**OBJETIVO 1:** De acordo com o texto sobre violência de gênero na guerra, quais crimes do Direito Penal brasileiro são próprios de mulheres?

**TEXTO DE LEITURA:**
· · · ·

O Direito Penal brasileiro, por exemplo, institui em suas bases crimes prórpios de mulheres exatamente por sua base biológica. É o caso do infanticídio, cujo polo ativo se dá apenas por mulheres, e o aborto que se consume apenas em pessoas do sexo feminino. Nos dois casos o gênero está presente nos próprios tipos penais e na jurisprudência pátria.
O intuito do presente artigo é apresentar algumas formas de violência física e simbólica que o patriarcado usa para se manter durante a guerra, pondo em questão sua validade e seus efeitos sobre os gêneros no Direito Humanitário.
2. A violência engendrada
Como os conflitos armados são espaços predominantemente masculinos, tanto nas esferas inferiores de quem combate, quanto nas mais altas hierarquias, que vão dos generais até os presidentes, a guerra é um espaço de perpetuação de condutas tipicamente masculinas, tendo em vista que o socialmente correto e doutrinado é que os homens se provem cada vez mais homens diantes dos mesmos de sua espécie.
Sobre isso, Chinkin (2014) explica que:
Conflict creates a free-fire zone, a sort of free for all in which pre-existing ideas about women as inferior, and other discriminatory […] ideas may be given free expression by frequently all male groups of soldiers and other combatents. (p. 678)
Sendo a guerra um espaço próprio para condutas agressivas, se espera que hostilidades sejam praticada de forma indiscriminada (até um certo limite) tanto com homens quanto com mulheres. Acontece que as violências experienciadas por mulheres e homens são completamente distintas. Até mesmo as normas internacionais que regem o Direito Humanitário, que em sua maioria são dúbias e nebulosas, nos casos de violência contra a mulher são claras.
Chinkin (2014) afirma que:
Women and men, girls and boys all suffer gender-based violence. Such violence is directed at a person because of his ou her gender. For instance men sustain specific harms such as disappearances and deliberate killings in great numbers than woman, while woman disproportionately experience sexual violence. […]
Children are forcibly abducted into military units where their subsequent experience is likely to be gendered: boys may be required to become child soldiers and girls are likely to have to perform domestic tasks and become subject to sexual violence. (pp. 675-176)

· · · ·

**MATERIAIS FORNECIDOS:**

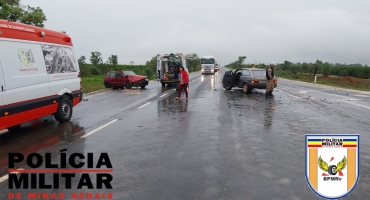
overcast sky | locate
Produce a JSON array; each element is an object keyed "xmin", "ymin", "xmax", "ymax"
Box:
[{"xmin": 25, "ymin": 0, "xmax": 370, "ymax": 65}]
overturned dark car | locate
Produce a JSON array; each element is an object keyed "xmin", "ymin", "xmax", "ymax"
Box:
[{"xmin": 222, "ymin": 68, "xmax": 277, "ymax": 93}]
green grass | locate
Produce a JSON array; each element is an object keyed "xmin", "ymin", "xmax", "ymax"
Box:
[
  {"xmin": 275, "ymin": 71, "xmax": 370, "ymax": 91},
  {"xmin": 81, "ymin": 75, "xmax": 105, "ymax": 93}
]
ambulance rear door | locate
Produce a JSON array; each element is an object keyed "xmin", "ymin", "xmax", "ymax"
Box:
[
  {"xmin": 0, "ymin": 60, "xmax": 5, "ymax": 118},
  {"xmin": 157, "ymin": 54, "xmax": 164, "ymax": 81}
]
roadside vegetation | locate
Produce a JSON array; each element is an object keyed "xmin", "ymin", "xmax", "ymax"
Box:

· · · ·

**OBJETIVO 2:** Reproduza todas as linhas dos registros, da que contém "green grass | locate" até o fim dos registros, sem omitir nenhuma. Some -6 a cada coordenada das respostas.

**SOLUÇÃO COMPLETA 1:** O infanticídio e o aborto.

**SOLUÇÃO COMPLETA 2:**
green grass | locate
Produce a JSON array; each element is an object keyed "xmin", "ymin", "xmax", "ymax"
Box:
[
  {"xmin": 269, "ymin": 65, "xmax": 364, "ymax": 85},
  {"xmin": 75, "ymin": 69, "xmax": 99, "ymax": 87}
]
ambulance rear door | locate
Produce a JSON array; each element is an object keyed "xmin", "ymin", "xmax", "ymax"
Box:
[
  {"xmin": -6, "ymin": 54, "xmax": -1, "ymax": 112},
  {"xmin": 151, "ymin": 48, "xmax": 158, "ymax": 75}
]
roadside vegetation | locate
Produce a JSON array; each element is an object keyed "xmin", "ymin", "xmax", "ymax"
Box:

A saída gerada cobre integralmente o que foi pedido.